June 16, 2021 (LifeSiteNews) — Escaping Communist North Korea and China, crossing a frozen river, mountains, and the Gobi Desert — all while evading government authorities and human traffickers — Yeonmi Park arrived in the United States and entered Columbia University. Instead of fully enjoying the freedom she had traveled so far to claim, she discovered that Communist oppression is already occurring in the U.S., with the suppression of education, critical thinking, and anything that qualifies as hate speech in American universities.

“What’s shocking to me is that in North Korea we don’t have access to the internet, we don’t have Shakespeare or any of the great thinkers. We don’t know. [In the U.S.], while having everything, people choose to be brainwashed — and they deny it,” Park explained.

The now 27-year-old human rights activist was born in 1993 to upper-class parents in Hyesan, North Korea. She grew up during the regime of Kim Jong-un II, the second Communist Supreme Leader, who controlled North Korea from 1994-2011. Although Park’s family was relatively well-off compared to other North Koreans, they still suffered from the famines that Kim’s leadership brought on. Park’s father, a member of the privileged Workers’ Party, was deported to a forced labor camp after he was caught smuggling food in the black market.

In a recent Fox News video, Park recalls the indoctrination she underwent in the North Korean school system during her early childhood. “Even in the math problems, they would say: ‘There are 4 American Bastards. If you kill 2 of them, how many American Bastards are there left to kill?’ We were not allowed to call Americans ‘Americans’ [but only ‘American Bastards’].”

Park says she was so brainwashed into thinking that the leader of her country was starving like she was, that she didn’t realize the truth until someone showed her a photo of the overweight Kim and told her the truth.

In 2007, Park’s family decided to flee to China, but was forced to make the journey separately. Park and her mother crossed the frozen Yalu River to enter China. They were subsequently captured by human traffickers. Eventually, the two escaped and were reunited with the rest of their family.

After the death of her father in China, Chinese and Korean Christian missionaries helped Park and her mother escape to South Korea, taking them through the Gobi Desert and flying them to South Korea. Park remembers watching a show about animal rights shortly after her arrival in South Korea and being shocked by it: “I didn’t even know I had rights as a human being.”

In 2016, Park transferred from a school in South Korea to Columbia University in New York. She was excited to learn, as there had been no opportunity to do so in North Korea: “When I was in North Korea, history was forgotten. They don’t [teach] the Big Bang or Jesus Christ — whatever the theory is that says how we came about as humanity. I was excited about learning … history, how people thought back then.”

Park was in for a rude awakening, however, discovering eerie similarities between her American university and North Korean schools. “It felt like a regression in civilization,” Park said. During her orientation, she admitted to enjoying classical books, such as Jane Austen’s novels. She was immediately shamed for brainwashing herself with the writings of “colonists” and “bigots.” At Columbia, Park was told that white male supremacists were responsible for the evil in the world.

Park was astonished that 21st-century American college students, with all the information available to them, were so willing to hate the country she had viewed as the protector of freedom. “What’s shocking to me is that in North Korea we don’t have access to the internet, we don’t have Shakespeare or any of the great thinkers. We don’t know. Here, while having everything, people choose to be brainwashed—and they deny it.”

### Task instructions
Can you reproduce the passage from the article about Yeonmi Park word for word, starting at "June 16, 2021" and ending at "in American universities."?

### Data excerpt
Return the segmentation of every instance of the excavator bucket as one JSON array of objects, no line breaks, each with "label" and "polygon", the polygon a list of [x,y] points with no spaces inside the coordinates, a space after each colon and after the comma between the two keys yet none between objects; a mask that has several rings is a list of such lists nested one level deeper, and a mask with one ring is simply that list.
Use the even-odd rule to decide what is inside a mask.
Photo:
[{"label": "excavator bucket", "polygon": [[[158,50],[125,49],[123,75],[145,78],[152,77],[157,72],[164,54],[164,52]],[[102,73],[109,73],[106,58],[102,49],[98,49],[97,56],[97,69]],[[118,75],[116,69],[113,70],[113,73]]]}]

### Exercise answer
June 16, 2021 (LifeSiteNews) — Escaping Communist North Korea and China, crossing a frozen river, mountains, and the Gobi Desert — all while evading government authorities and human traffickers — Yeonmi Park arrived in the United States and entered Columbia University. Instead of fully enjoying the freedom she had traveled so far to claim, she discovered that Communist oppression is already occurring in the U.S., with the suppression of education, critical thinking, and anything that qualifies as hate speech in American universities.